* [Brief]: Among the entries below, find every line that has "fountain" and pull it out.

* [Provided data]:
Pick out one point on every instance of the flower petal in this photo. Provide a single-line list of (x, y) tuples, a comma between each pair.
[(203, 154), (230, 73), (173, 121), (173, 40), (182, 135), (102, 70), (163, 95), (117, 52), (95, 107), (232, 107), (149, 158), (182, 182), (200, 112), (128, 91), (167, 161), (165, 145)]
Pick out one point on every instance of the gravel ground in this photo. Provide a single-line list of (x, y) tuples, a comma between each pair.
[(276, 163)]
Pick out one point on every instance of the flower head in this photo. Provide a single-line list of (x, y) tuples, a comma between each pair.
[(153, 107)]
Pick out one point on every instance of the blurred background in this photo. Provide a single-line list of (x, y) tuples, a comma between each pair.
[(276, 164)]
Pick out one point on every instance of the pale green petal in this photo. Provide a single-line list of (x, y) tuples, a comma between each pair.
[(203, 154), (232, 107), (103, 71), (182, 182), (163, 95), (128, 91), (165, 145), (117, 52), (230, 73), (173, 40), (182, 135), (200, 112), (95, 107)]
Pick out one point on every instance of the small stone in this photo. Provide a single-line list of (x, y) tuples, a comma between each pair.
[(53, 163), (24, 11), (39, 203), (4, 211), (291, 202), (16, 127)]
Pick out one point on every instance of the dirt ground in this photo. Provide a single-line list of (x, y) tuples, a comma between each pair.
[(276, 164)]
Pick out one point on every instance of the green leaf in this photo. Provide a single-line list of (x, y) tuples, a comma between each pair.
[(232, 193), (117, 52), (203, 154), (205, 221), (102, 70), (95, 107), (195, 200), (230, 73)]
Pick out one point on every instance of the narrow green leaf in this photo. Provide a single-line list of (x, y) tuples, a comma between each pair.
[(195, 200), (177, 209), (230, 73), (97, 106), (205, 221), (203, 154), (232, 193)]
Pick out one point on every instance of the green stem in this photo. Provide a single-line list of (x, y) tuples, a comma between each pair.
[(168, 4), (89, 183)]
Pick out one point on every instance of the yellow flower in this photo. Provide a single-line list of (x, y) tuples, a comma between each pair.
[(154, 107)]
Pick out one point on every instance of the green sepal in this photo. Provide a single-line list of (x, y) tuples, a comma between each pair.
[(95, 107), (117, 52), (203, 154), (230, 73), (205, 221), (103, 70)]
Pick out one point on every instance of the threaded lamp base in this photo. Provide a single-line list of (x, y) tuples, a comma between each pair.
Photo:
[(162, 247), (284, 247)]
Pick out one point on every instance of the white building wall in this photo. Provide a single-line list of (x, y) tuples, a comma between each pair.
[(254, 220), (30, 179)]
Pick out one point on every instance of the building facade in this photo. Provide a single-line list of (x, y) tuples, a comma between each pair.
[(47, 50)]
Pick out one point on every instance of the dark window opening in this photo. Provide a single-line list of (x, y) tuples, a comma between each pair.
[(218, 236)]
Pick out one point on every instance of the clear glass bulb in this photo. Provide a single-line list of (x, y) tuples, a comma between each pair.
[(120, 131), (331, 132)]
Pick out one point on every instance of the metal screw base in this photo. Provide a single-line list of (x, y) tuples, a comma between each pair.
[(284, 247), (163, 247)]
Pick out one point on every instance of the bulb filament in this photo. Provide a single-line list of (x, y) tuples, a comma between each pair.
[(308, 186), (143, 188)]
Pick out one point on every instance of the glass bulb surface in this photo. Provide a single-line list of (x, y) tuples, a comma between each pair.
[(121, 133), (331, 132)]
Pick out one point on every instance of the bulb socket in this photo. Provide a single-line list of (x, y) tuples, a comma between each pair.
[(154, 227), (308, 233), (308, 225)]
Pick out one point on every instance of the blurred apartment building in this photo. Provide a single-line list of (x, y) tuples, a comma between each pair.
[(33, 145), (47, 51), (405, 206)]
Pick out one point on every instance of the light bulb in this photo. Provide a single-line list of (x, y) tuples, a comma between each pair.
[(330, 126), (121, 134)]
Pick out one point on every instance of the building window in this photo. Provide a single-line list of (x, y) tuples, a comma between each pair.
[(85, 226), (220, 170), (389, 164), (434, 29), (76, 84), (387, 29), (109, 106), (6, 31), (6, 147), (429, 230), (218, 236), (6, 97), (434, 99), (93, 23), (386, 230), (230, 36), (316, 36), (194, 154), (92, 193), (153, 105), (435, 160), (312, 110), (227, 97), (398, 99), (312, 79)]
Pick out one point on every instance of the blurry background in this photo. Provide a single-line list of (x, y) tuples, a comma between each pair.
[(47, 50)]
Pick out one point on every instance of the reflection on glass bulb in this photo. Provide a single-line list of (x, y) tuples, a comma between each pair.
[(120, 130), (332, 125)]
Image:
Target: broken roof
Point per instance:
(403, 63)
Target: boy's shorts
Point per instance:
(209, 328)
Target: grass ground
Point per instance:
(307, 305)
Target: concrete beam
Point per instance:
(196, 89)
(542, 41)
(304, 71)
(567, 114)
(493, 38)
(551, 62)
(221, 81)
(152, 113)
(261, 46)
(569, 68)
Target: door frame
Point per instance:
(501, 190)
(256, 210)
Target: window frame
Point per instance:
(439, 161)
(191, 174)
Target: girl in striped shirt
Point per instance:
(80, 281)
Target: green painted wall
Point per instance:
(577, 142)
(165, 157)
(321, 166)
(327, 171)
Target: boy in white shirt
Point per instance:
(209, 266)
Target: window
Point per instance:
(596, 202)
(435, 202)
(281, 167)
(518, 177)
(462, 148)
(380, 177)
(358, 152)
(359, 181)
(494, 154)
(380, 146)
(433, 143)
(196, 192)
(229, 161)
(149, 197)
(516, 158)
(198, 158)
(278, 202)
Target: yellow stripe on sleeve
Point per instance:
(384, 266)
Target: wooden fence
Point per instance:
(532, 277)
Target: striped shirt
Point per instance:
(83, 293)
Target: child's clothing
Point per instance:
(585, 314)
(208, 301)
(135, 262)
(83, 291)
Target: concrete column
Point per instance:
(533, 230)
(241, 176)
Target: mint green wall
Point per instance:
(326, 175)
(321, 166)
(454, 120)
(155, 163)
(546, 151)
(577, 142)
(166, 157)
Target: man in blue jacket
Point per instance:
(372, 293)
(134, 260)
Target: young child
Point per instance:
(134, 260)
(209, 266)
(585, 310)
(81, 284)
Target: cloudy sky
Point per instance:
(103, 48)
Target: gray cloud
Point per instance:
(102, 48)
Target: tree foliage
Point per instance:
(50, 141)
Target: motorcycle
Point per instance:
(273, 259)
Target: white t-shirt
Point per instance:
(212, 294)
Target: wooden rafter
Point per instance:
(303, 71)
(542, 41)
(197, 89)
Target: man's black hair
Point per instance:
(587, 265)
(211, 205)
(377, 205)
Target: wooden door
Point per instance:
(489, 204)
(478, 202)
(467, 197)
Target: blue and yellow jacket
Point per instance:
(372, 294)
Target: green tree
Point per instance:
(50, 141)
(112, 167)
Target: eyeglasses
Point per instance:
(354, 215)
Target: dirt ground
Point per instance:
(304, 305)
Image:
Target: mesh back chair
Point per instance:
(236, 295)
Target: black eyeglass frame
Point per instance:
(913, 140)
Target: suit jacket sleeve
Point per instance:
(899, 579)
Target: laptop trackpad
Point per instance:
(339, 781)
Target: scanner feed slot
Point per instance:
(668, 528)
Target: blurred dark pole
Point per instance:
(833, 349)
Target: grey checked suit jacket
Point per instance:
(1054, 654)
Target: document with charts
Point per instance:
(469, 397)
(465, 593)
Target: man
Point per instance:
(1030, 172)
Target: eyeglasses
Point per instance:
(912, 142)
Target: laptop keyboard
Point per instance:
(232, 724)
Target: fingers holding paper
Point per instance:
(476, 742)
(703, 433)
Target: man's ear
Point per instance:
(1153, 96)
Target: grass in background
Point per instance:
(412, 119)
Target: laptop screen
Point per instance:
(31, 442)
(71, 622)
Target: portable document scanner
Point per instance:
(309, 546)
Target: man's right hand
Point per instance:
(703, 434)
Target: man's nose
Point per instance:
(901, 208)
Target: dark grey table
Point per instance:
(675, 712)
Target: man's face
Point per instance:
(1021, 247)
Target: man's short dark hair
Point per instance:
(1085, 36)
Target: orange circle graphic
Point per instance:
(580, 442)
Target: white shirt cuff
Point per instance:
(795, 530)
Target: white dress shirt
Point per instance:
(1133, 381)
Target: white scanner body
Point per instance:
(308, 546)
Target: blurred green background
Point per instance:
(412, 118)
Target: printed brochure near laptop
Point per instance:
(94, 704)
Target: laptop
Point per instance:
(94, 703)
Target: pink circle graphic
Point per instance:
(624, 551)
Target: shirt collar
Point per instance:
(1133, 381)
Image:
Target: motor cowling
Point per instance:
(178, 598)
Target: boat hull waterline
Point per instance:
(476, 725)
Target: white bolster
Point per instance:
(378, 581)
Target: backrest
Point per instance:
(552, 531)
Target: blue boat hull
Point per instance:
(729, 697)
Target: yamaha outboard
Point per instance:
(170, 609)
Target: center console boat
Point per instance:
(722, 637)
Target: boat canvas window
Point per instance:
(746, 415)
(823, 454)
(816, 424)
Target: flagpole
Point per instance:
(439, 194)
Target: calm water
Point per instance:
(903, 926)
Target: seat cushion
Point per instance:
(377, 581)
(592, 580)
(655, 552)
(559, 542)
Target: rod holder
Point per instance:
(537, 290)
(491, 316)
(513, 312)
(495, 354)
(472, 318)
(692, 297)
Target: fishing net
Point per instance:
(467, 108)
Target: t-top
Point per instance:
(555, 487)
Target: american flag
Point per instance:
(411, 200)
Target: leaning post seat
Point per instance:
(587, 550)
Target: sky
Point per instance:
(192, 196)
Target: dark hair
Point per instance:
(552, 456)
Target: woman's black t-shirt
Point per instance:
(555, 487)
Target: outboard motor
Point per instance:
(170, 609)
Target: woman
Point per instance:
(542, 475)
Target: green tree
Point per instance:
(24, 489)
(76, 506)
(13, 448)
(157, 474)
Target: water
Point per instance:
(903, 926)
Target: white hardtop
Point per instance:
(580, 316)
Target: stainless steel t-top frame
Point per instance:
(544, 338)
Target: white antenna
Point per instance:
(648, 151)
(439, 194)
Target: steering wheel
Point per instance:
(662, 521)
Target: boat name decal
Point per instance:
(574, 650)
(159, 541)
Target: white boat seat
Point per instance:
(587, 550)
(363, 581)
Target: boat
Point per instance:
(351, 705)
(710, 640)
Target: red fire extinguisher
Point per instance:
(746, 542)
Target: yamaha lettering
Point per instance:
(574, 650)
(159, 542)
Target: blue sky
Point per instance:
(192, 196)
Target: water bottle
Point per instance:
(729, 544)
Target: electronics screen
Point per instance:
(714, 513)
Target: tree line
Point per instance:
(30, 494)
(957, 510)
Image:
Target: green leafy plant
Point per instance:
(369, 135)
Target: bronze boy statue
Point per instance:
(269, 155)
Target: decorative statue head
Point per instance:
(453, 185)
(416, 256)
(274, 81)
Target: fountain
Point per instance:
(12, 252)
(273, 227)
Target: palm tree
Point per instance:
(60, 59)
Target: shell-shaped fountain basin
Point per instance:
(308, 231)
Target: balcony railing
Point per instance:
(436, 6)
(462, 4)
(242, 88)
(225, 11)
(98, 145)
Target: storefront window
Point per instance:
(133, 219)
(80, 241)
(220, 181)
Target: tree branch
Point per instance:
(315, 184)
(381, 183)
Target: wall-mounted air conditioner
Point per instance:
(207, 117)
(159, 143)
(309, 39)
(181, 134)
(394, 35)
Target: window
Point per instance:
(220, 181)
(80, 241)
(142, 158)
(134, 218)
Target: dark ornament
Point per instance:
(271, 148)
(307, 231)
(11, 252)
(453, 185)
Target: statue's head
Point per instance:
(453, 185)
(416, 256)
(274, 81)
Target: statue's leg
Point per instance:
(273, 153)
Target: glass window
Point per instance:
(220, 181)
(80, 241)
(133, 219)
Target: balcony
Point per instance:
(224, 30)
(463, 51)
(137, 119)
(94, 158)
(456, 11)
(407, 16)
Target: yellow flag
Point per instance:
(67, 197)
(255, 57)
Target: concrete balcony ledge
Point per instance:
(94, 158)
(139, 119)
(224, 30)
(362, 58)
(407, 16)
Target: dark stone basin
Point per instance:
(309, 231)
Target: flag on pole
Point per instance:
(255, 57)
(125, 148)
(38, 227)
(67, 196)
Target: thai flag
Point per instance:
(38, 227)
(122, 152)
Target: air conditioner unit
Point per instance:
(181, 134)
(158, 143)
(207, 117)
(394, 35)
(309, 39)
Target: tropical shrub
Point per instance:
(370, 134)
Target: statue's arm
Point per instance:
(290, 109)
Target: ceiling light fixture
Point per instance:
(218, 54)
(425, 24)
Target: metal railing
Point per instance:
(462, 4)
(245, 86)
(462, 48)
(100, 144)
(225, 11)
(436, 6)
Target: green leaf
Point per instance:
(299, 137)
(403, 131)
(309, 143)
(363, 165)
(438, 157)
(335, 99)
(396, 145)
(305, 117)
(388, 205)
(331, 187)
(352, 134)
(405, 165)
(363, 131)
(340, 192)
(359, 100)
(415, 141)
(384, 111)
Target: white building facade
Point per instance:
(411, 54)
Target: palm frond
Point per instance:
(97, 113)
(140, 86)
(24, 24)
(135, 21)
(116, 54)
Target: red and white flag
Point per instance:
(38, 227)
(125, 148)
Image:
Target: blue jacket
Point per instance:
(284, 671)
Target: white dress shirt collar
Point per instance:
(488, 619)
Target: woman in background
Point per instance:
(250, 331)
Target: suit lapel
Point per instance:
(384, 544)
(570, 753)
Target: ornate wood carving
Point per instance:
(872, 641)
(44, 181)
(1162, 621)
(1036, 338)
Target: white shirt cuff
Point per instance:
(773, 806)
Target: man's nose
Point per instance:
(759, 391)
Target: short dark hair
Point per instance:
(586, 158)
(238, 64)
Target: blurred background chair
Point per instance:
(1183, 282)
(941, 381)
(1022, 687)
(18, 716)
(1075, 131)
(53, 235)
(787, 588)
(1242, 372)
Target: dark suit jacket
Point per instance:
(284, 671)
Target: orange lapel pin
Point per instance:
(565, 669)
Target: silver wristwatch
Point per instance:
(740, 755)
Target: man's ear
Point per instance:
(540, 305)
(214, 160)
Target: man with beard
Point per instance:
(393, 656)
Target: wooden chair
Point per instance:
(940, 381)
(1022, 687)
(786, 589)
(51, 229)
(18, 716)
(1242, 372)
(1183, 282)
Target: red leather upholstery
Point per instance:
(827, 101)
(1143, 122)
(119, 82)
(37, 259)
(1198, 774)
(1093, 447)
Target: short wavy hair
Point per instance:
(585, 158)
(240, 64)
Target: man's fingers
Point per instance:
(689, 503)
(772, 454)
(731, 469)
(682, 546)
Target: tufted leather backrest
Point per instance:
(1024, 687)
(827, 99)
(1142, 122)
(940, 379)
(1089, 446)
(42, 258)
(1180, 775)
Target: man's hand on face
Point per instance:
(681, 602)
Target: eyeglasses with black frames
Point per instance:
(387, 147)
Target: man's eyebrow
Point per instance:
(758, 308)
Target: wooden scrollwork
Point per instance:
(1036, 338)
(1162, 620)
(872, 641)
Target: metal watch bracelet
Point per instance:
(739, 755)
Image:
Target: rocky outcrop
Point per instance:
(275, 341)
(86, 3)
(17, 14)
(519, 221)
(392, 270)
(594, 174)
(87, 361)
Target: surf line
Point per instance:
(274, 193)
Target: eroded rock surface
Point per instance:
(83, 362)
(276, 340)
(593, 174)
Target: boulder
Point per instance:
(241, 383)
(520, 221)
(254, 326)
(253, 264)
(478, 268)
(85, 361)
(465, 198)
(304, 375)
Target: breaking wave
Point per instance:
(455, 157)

* [Response below]:
Target: fountain
Target: shell-shaped fountain basin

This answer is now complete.